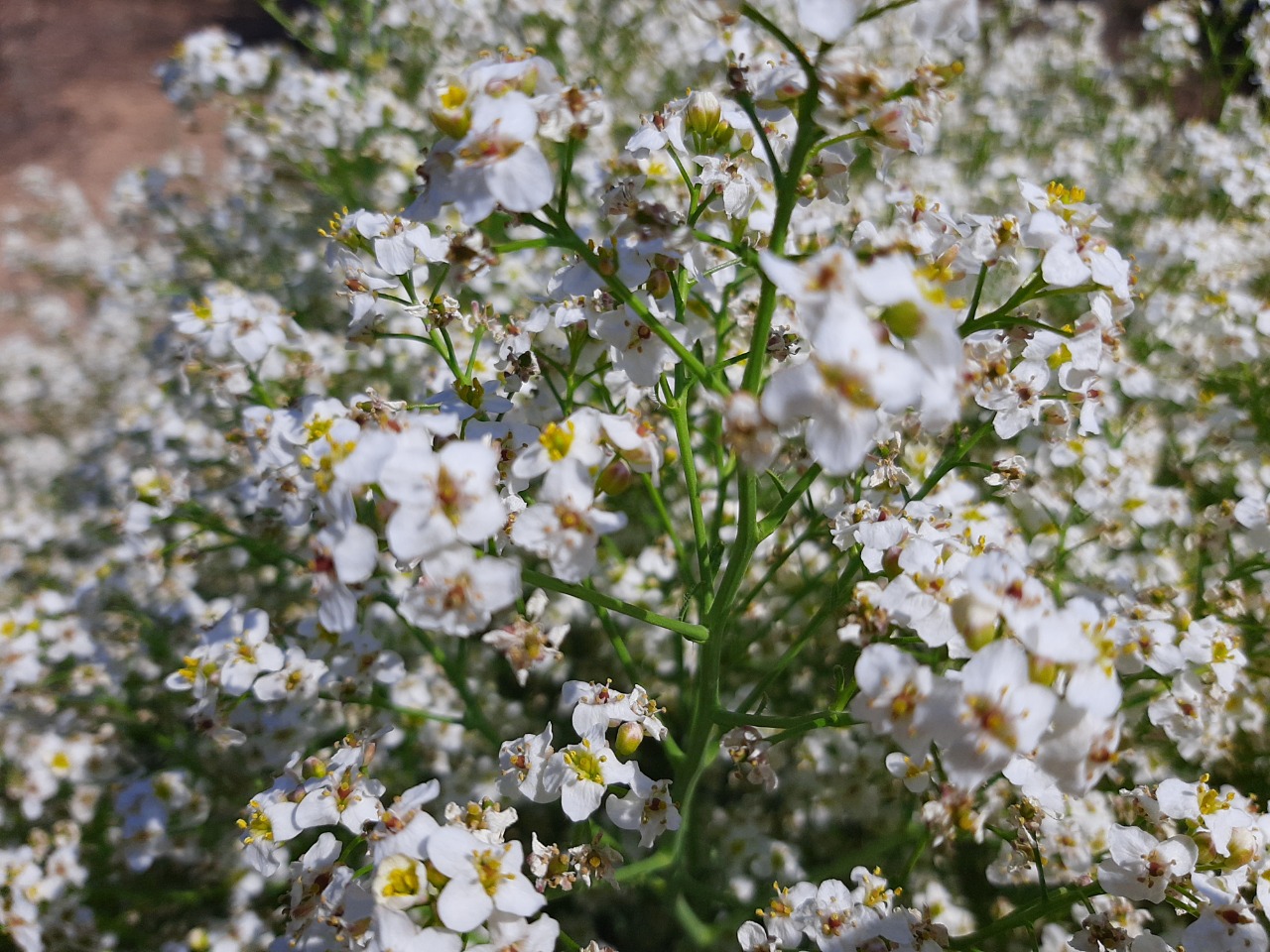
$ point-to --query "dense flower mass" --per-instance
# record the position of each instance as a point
(584, 472)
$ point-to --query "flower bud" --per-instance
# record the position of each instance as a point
(616, 477)
(702, 113)
(975, 621)
(629, 738)
(890, 562)
(1242, 848)
(658, 284)
(903, 318)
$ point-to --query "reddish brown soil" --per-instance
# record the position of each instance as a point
(76, 85)
(77, 91)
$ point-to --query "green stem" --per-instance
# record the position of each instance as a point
(1058, 900)
(693, 633)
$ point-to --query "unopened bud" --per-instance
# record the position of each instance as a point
(975, 621)
(890, 562)
(1042, 670)
(702, 113)
(616, 477)
(658, 284)
(903, 318)
(629, 738)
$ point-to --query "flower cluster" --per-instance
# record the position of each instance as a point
(880, 388)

·····

▶ [REQUIRED ACTION] Reproduce all of the data exactly, omitting each picture it holds.

▶ [RESULT OF THE TASK]
$ point-to --query "dense flower mass" --per-instance
# record the position of each instance as a point
(584, 472)
$ point-to --query "flower bud" --per-instance
# record the position of each instance as a point
(616, 477)
(702, 113)
(975, 621)
(629, 738)
(890, 562)
(1242, 848)
(658, 284)
(903, 318)
$ point-to --query "reddish brown soil" --per-instance
# record the position of each instance as a point
(76, 85)
(77, 91)
$ point-to --query "green stem" --per-instance
# record the position of each instance as a point
(1058, 900)
(693, 633)
$ point-to --query "unopened bud" --per-instance
# record the position of each instance as a point
(975, 621)
(890, 562)
(1042, 670)
(702, 113)
(616, 477)
(658, 284)
(903, 318)
(629, 738)
$ point-to --query "flower cluster" --per-instance
# record the position of each instance as a point
(880, 388)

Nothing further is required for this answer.